» **Excerpted text**

(begin)

The results of this are often seen when an elderly relative is named as an executor on a will but does not want or feel capable of applying for probate themselves. Another person, family member or friend will come forward, with the best intentions, to “help” them with the application and estate administration to avoid the cost of legal fees. If this person does not formally become the executor, this may be because they do not have the right to become an executor; it would be the named executor who is held liable for any mistake they were to make. In this case that would be the elderly relative that allowed them to undertake the work on their behalf. Unfortunately, we see this scenario all too often and it is very distressing for all involved.
*Please note this does not refer to solicitors that are instructed by the executor. Solicitors are qualified professionals acting on the behalf of their client and must abide by certain standards and are liable for the work that they perform.
Not protecting the assets resulting in loss to the estate
It is the responsibility of the executor to ensure that the estate’s assets are properly protected and insured. If they fail to do this and a beneficiary’s inheritance was to be affected the executor would be held personally and possibly financially liable.
You should take care to ensure that all of the deceased’s assets are properly secured and insured if they are able to be. It is an executor’s duty to protect the estate this includes liquid assets as well as physical assets. If reasonable actions are not taken the executor can be held liable for the loss to the estate.
Something that is surprisingly often neglected by executors, most commonly by executors who themselves or another family member had power of attorney over the deceased’s financial assets, is informing financial institutions of the person’s death so that any accounts in their name can be frozen. Power of attorney becomes invalid when the person passes away meaning you no longer have authority over their financial affairs, to continue to access and remove money from the deceased’s accounts can result in serious consequences for both the person using the power of attorney and the executor. If the executor has not taken action to have the bank account frozen, they have not taken reasonable care to protect the estate and its assets.
Another example of failing to protect the estate’s assets would be neglecting to correctly insure the deceased’s empty property. If it were to be vandalised or broken into the executor may be held liable for the cost of repairs or the value of the stolen assets as they failed to take reasonable care and insure the property.
Payment of debts
Handling a deceased’s debts is a task that a lot of executors get nervous about and when handling debts it is best to be overly cautious. An executor that incorrectly identifies the estate’s debts, liabilities and potential future claims can be held personally liable if a creditor were to come forward after the estate has been distributed. An executor should act with reasonable care when assessing the estate’s debts, identifying creditors, and paying them off using the estate’s assets.
In an attempt to prevent future claims an executor should place notices under Section 27 of the Trustee Act 1925 in The Gazette and local newspaper. This allows creditors 2 months from the date of publication to register a claim against the estate, after which the executor can distribute the estate and only have to take into regard the creditors that come forward before the expiry date.
If an Estate’s debts are more than the value of the assets, then it is known as an insolvent estate. Insolvent estates should be handled with extreme caution, and it is strongly advised to seek professional advice and take the necessary actions to protect yourself as an executor.

(end)

» **Problem set**
[a] In the excerpted text on executor duties, list the things that, according to the debts section, an executor can be held personally liable for identifying incorrectly.
[b] Continue the text on executor duties and liability, starting after its final sentence about insolvent estates.

» **Recorded information**
(begin)

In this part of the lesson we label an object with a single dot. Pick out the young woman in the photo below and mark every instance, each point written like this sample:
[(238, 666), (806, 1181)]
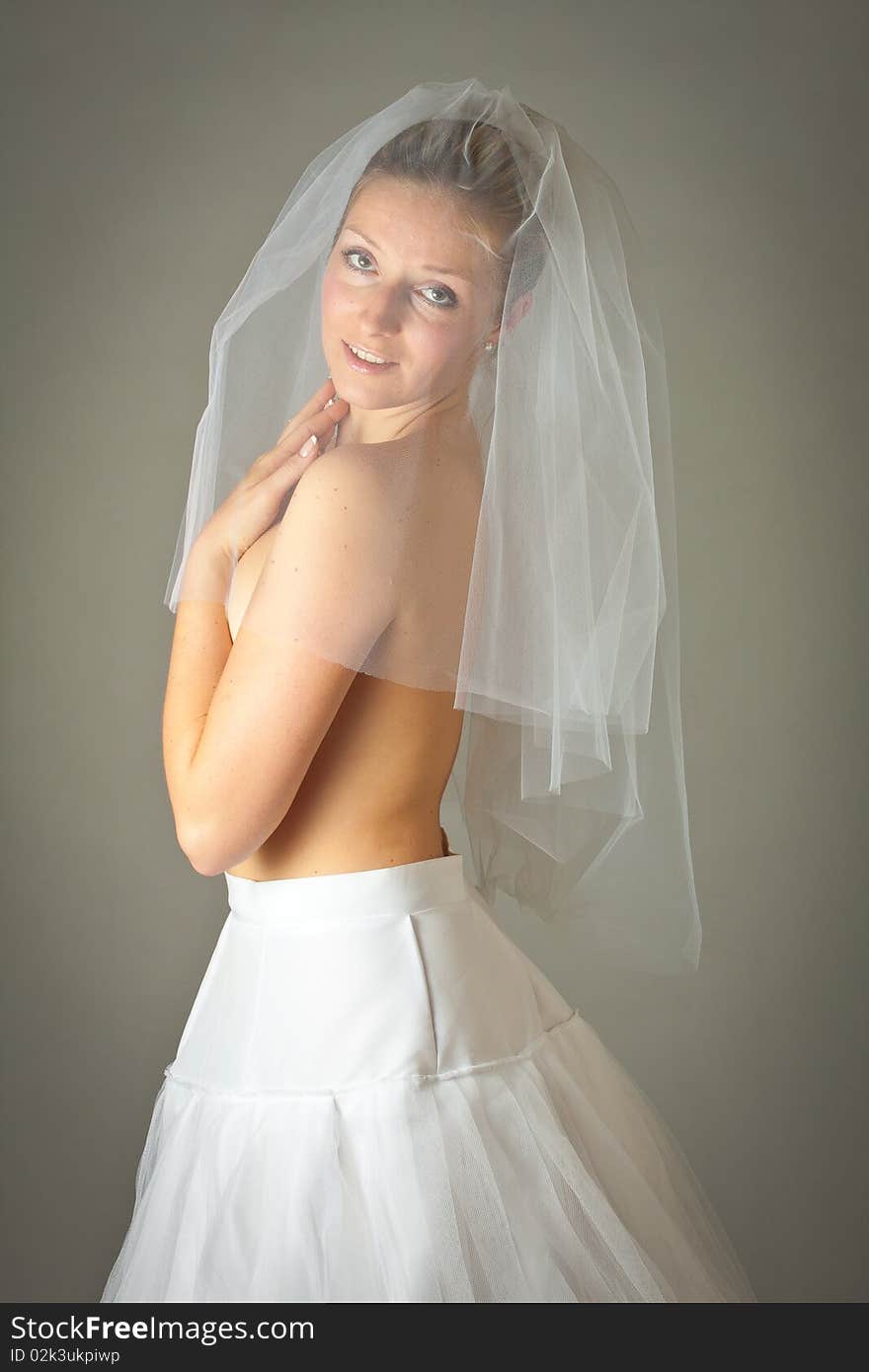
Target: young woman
[(378, 1095)]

(end)

» **Answers in order**
[a] The estate's debts, liabilities and potential future claims.

[b]
There are some debts that should take priority over others if as executor you fail to correctly identify and pay debts in the correct order you risk making yourself financially liable. The estates Priority debts such as Inheritance tax should be paid first. The remaining money should be split between the remaining creditors. Remaining debt that cannot be paid because there is nothing left in the estate will be written off. If an executor were to pay off non-priority debts first and not be left with enough or any to pay a priority debt, for example a mortgage, they could be held liable for incorrectly distributing the estate.
However, every estate is different and therefore so will the type of debts, this can make it hard to establish the correct priority if you do not have the relevant knowledge and experience that’s why it is recommended to speak to professional.
It is important to note that solicitor’s fees are counted as a priority and if there is money available these fees will be paid before other types of debts.
Income Tax liability
It is the duty of the executor to pay any outstanding tax that the deceased owed to HMRC. This includes any outstanding income tax from before their death. Failure to correctly identify, calculate and pay income tax that the deceased owed can result in a penalty or fine from HMRC. The executor of the estate can be held financially liable for this as they failed to properly fulfil their role.
Inheritance tax liability
Executors are responsible for ensuring that HMRC are provided with the correct information about the estate. This includes the correct valuations of assets which will contribute to your inheritance tax liability. Failing to provide the correct information which would have resulted in a loss to HMRC can result in costly penalties on top of paying the amount that was underpaid to them.
HMRC do acknowledge a difference between a mistake that was made on purpose and a mistake that was made by accident but may still fine you for a genuine error.
An executor can also be held liable for loss to the estate that was a result of interest collecting on inheritance tax that was not paid to HMRC within the designated time frame. If interest was incurred due to an error by the executor that could have easily and reasonably been avoided the executor can be held liable.
If an estate is subject to inheritance tax it is strongly advised that you seek the advice of a professional.
Welfare benefit claims DWP
If the deceased was receiving Pension credit or another form of means-tested benefit payments, the DWP will often check to ensure that there have not been incorrect payments made to the deceased. It can take some time for the DWP to assess what is owed to them and make a claim. You should wait to distribute the estate to the beneficiaries until you know if they will claim and the amount, they will claim so that you can prevent the money owed to the DWP from being distributed.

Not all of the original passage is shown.